### EXERCISE
Could you copy these records word for word, from the line containing "contains green foliage." through the line containing "794, 751, 1287, 949", inclusive?

### RECORD LIST

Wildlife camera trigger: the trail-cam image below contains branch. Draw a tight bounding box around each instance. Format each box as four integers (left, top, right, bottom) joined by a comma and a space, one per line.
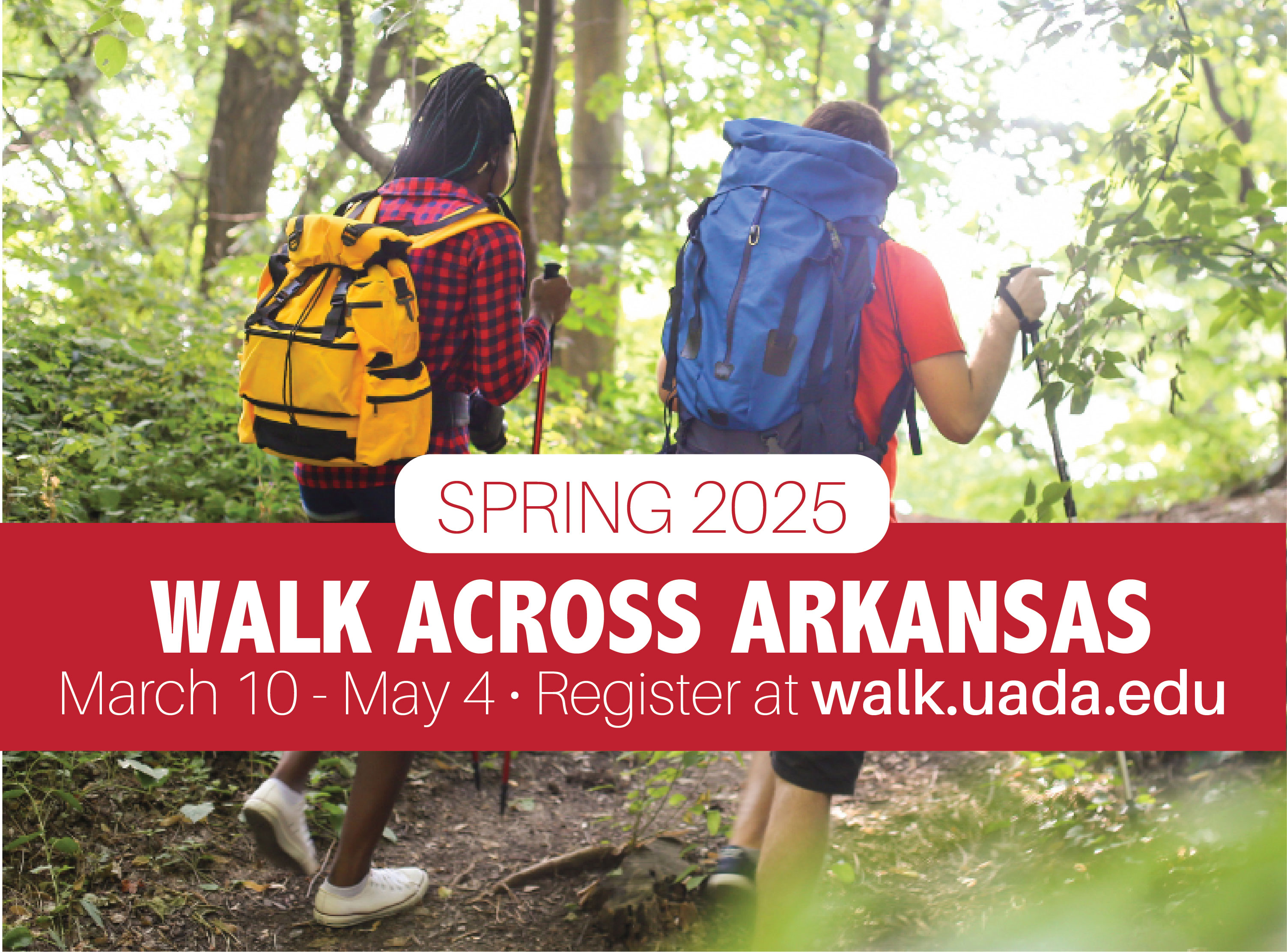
4, 107, 69, 194
1202, 57, 1256, 205
318, 0, 394, 176
812, 10, 826, 109
644, 0, 674, 184
513, 0, 555, 274
867, 0, 891, 112
1202, 57, 1251, 145
490, 845, 628, 893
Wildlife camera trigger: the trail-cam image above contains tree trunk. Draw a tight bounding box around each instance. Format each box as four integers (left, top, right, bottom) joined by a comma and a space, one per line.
202, 0, 305, 283
518, 0, 568, 251
867, 0, 891, 112
557, 0, 629, 383
513, 0, 555, 286
531, 90, 568, 253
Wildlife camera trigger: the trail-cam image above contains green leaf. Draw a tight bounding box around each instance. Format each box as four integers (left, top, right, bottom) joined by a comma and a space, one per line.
54, 790, 82, 812
1162, 185, 1189, 215
81, 893, 105, 929
179, 802, 215, 824
121, 10, 148, 36
4, 925, 31, 949
1099, 297, 1139, 318
94, 33, 129, 78
4, 834, 40, 853
85, 10, 116, 33
1041, 483, 1072, 504
117, 756, 170, 783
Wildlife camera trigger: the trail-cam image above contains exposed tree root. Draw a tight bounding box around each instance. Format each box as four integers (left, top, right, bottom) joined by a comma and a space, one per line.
490, 844, 629, 893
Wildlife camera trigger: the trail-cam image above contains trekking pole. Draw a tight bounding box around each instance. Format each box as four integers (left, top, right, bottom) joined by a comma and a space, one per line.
1117, 750, 1135, 813
996, 265, 1077, 522
500, 750, 509, 817
530, 261, 563, 453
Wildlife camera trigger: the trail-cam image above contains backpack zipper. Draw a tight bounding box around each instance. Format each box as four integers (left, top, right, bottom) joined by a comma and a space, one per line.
715, 188, 769, 379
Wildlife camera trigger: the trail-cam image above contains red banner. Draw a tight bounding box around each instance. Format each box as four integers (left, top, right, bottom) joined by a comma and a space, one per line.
0, 525, 1287, 750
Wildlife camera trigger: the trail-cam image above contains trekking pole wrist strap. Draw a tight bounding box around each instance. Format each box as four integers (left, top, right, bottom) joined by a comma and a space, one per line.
996, 265, 1041, 345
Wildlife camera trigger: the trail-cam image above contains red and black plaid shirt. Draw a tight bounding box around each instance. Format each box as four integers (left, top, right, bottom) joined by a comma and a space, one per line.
295, 179, 550, 489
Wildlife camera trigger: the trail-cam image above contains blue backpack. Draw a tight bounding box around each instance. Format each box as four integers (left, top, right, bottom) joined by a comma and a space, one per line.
661, 119, 920, 463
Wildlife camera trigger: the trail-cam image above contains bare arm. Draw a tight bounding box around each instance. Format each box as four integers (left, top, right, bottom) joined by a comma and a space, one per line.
911, 268, 1052, 442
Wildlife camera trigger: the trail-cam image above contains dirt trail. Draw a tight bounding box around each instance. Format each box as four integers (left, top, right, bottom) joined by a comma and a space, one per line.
4, 751, 969, 951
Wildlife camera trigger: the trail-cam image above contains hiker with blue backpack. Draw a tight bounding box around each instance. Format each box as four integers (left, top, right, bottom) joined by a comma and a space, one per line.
658, 101, 1050, 948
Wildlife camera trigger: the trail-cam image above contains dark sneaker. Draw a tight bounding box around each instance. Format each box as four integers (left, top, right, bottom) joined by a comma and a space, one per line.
706, 847, 756, 902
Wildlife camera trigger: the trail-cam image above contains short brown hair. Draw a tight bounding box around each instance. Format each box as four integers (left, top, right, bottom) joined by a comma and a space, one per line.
804, 99, 891, 155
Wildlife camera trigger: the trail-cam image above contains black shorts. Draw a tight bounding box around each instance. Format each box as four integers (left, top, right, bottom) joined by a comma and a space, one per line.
769, 750, 865, 797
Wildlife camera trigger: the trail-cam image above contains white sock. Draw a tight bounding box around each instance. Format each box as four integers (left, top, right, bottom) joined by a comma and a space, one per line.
325, 872, 371, 899
269, 777, 304, 807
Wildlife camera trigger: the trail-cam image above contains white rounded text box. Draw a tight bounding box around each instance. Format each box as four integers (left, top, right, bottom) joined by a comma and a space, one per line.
396, 454, 889, 553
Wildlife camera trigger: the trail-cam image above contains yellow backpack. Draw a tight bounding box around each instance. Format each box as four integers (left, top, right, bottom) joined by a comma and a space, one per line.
237, 196, 512, 466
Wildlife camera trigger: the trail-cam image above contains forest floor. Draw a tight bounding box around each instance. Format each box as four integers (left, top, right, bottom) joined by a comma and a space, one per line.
4, 751, 1287, 951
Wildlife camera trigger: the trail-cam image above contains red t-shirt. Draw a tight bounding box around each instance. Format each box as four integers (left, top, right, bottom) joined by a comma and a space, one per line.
853, 241, 965, 493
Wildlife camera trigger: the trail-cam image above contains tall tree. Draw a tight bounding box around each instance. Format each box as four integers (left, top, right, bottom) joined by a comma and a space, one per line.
202, 0, 306, 272
518, 0, 568, 245
513, 0, 555, 284
559, 0, 629, 382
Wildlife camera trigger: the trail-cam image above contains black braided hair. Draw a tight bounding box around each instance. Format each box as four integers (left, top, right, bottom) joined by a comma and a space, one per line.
389, 63, 516, 183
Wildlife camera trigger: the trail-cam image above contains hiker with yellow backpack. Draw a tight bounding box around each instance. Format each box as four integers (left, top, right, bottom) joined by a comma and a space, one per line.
239, 63, 572, 926
238, 63, 572, 522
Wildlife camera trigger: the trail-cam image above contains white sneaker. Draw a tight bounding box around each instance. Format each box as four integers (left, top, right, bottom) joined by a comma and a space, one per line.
313, 866, 429, 926
242, 777, 318, 876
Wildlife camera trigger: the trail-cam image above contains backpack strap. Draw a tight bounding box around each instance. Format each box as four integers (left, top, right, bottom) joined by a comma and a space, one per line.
880, 242, 920, 457
661, 196, 714, 391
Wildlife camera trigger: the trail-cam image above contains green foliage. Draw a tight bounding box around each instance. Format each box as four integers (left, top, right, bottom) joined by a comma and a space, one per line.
3, 750, 251, 949
4, 313, 298, 522
1007, 0, 1287, 506
3, 0, 1287, 521
619, 750, 727, 844
794, 751, 1287, 949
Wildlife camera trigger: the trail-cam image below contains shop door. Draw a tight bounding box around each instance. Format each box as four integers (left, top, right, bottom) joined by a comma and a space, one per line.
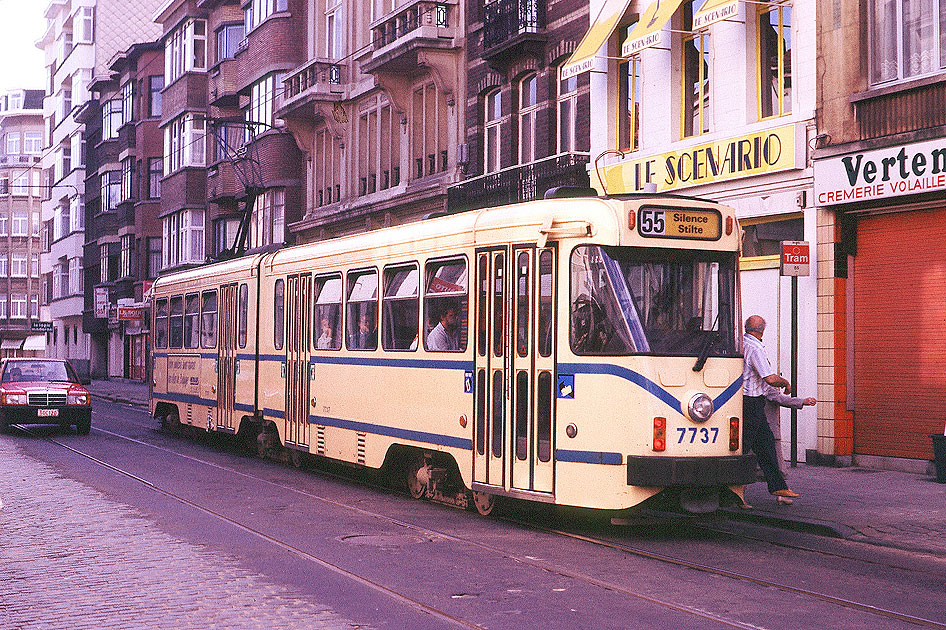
217, 283, 239, 431
285, 274, 313, 450
473, 245, 555, 493
848, 210, 946, 459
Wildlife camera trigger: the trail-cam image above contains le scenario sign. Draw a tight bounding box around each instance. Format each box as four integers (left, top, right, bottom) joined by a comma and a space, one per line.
602, 125, 805, 193
814, 138, 946, 206
779, 241, 811, 276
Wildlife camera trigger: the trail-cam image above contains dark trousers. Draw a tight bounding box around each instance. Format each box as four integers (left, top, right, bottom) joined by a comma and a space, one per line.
742, 396, 788, 492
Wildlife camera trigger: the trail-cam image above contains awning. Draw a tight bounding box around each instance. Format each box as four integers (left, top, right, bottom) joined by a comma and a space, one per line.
693, 0, 739, 30
621, 0, 683, 57
562, 0, 631, 79
23, 335, 46, 352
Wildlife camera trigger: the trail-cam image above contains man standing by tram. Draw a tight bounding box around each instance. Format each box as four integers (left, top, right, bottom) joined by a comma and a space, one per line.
742, 315, 800, 504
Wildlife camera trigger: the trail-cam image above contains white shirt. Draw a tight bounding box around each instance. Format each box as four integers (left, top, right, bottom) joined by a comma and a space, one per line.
742, 333, 775, 396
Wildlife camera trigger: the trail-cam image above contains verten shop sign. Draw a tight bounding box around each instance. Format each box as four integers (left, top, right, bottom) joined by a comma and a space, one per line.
602, 125, 803, 193
814, 139, 946, 206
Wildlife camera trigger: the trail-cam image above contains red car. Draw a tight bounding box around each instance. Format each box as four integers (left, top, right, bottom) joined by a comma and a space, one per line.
0, 358, 92, 435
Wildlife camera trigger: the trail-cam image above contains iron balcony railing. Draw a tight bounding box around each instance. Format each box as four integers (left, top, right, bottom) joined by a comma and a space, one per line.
483, 0, 545, 50
447, 153, 590, 212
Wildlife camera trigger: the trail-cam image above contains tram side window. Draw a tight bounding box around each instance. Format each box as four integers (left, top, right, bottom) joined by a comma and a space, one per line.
381, 265, 420, 350
345, 269, 378, 350
171, 295, 184, 348
237, 284, 250, 348
200, 291, 217, 348
184, 293, 200, 348
313, 274, 342, 350
273, 278, 286, 350
154, 298, 168, 348
424, 258, 469, 352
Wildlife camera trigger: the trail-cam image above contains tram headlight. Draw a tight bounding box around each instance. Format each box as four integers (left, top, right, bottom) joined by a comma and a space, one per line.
687, 394, 713, 422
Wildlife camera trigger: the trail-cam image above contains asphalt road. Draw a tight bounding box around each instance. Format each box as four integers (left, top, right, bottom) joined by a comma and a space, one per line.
0, 401, 946, 629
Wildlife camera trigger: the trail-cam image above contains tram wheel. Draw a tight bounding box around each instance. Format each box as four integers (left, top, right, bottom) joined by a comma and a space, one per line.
473, 490, 496, 516
404, 455, 429, 499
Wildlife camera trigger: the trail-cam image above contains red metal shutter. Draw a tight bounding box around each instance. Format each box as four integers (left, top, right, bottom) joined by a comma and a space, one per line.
853, 210, 946, 459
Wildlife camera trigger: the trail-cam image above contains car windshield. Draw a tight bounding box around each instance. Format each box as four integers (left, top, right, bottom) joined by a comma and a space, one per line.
570, 245, 737, 356
0, 361, 79, 383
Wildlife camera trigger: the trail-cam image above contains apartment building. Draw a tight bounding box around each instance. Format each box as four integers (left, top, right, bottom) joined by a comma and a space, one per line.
276, 0, 466, 242
814, 0, 946, 474
448, 0, 591, 211
74, 42, 164, 379
0, 90, 48, 356
37, 0, 159, 374
580, 0, 826, 461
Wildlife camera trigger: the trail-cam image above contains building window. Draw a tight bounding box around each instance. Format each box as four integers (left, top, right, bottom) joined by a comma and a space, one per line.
250, 188, 286, 247
483, 90, 503, 173
162, 210, 204, 268
354, 99, 401, 196
121, 80, 135, 124
148, 74, 164, 118
519, 74, 539, 164
118, 234, 135, 278
410, 83, 447, 179
555, 72, 578, 153
758, 4, 792, 119
164, 114, 206, 175
164, 18, 207, 84
10, 210, 30, 236
121, 158, 135, 201
869, 0, 946, 84
681, 0, 711, 138
102, 99, 122, 140
148, 158, 164, 199
148, 237, 163, 280
216, 24, 246, 63
99, 171, 122, 212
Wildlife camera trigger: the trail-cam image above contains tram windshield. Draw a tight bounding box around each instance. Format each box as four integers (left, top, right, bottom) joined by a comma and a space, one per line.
569, 245, 738, 356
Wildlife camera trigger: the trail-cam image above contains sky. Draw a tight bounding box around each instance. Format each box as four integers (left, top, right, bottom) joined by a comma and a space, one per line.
0, 0, 49, 91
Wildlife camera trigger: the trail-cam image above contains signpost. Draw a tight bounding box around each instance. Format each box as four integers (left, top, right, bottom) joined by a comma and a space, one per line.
779, 241, 811, 468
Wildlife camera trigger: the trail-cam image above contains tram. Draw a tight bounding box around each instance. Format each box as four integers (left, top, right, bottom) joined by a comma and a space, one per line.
151, 191, 755, 514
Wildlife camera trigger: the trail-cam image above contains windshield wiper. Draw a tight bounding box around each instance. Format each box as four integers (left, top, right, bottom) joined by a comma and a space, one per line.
693, 331, 719, 372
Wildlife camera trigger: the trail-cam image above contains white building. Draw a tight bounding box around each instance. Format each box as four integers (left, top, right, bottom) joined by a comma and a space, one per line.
563, 0, 818, 461
36, 0, 160, 373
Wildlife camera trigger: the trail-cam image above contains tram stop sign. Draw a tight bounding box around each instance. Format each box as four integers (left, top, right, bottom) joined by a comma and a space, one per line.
779, 241, 810, 276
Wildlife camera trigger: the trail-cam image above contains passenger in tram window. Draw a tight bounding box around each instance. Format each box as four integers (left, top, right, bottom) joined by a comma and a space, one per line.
315, 317, 335, 350
427, 303, 460, 352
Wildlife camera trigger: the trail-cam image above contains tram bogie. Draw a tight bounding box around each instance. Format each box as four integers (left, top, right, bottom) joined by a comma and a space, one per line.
151, 196, 754, 513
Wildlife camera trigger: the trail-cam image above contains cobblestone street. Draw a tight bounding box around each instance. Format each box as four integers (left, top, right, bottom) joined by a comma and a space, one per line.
0, 436, 365, 630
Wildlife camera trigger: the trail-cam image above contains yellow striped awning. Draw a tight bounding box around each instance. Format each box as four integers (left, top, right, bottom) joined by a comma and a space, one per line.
562, 0, 631, 79
621, 0, 683, 57
693, 0, 739, 30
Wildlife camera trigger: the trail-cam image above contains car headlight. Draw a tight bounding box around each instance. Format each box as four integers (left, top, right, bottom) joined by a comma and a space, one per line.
687, 394, 713, 422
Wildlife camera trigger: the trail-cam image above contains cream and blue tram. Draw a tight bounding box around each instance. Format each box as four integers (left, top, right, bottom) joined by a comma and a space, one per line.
152, 196, 755, 513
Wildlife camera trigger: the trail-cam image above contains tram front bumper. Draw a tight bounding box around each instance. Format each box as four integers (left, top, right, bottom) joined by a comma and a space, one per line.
627, 453, 756, 487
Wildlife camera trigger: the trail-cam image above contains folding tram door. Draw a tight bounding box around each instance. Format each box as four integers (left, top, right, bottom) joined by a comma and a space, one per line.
217, 283, 239, 432
285, 274, 313, 453
473, 245, 556, 511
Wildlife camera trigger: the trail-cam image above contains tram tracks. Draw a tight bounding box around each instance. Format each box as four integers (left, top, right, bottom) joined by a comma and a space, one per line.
20, 418, 946, 628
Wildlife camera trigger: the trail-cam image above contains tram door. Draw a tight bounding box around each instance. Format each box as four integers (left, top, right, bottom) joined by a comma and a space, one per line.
217, 283, 240, 431
473, 245, 556, 493
285, 274, 312, 448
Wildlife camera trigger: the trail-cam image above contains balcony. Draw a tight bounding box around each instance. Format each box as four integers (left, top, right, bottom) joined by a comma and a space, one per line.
362, 0, 462, 74
281, 59, 348, 119
483, 0, 547, 67
447, 153, 589, 212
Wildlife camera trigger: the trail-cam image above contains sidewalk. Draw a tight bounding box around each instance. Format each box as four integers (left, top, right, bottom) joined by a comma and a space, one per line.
90, 379, 946, 557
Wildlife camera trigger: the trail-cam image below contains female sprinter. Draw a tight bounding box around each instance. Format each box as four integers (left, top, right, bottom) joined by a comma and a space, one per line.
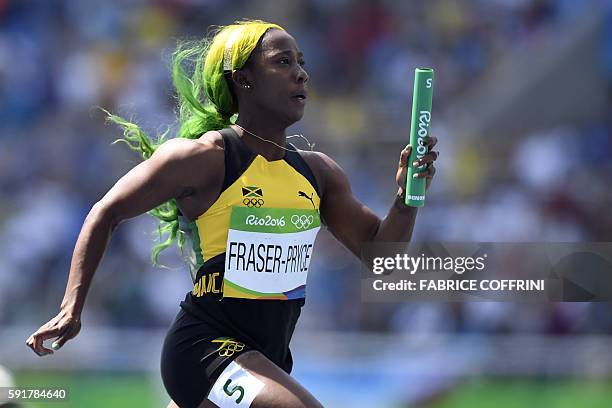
26, 21, 438, 408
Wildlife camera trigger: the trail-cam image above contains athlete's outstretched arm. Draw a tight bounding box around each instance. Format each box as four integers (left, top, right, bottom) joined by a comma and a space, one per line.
320, 137, 439, 257
26, 139, 223, 356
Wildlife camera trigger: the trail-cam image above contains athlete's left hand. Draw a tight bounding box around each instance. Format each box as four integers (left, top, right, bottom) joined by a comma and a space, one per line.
395, 136, 440, 191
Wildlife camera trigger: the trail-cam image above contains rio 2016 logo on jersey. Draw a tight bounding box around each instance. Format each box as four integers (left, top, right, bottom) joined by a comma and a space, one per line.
242, 186, 264, 208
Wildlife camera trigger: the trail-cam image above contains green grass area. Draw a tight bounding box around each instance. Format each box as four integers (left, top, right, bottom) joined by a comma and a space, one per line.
15, 372, 159, 408
428, 379, 612, 408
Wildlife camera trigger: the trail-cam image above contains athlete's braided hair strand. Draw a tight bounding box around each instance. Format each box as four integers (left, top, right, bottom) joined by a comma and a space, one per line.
104, 20, 282, 264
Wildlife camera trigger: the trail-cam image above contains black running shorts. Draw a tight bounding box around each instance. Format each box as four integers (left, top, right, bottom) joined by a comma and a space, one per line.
161, 309, 252, 408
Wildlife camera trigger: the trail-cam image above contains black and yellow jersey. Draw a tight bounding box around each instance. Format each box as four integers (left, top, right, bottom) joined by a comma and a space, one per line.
181, 128, 320, 372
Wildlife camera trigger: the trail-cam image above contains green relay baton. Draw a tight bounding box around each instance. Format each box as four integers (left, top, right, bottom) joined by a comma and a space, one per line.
405, 68, 434, 207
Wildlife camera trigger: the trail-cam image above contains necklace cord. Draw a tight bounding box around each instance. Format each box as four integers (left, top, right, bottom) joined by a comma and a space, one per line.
234, 123, 315, 152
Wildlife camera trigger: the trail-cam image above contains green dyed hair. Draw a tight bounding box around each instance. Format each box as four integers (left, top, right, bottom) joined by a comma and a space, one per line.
105, 20, 283, 264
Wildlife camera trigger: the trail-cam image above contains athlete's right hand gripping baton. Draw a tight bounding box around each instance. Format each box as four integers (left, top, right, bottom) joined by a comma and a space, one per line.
405, 68, 434, 207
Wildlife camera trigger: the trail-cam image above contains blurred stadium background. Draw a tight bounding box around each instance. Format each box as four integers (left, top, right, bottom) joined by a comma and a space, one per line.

### WRITTEN RESPONSE
Wildlife camera trigger: the trail-cam image above contains green foliage. Draw a tight bounding box around each instance. Format each box as four integers (left, top, right, bottom) joined by a comma and a space, one per line.
3, 750, 251, 949
4, 313, 298, 522
1007, 0, 1287, 506
3, 0, 1287, 521
619, 750, 727, 844
794, 751, 1287, 949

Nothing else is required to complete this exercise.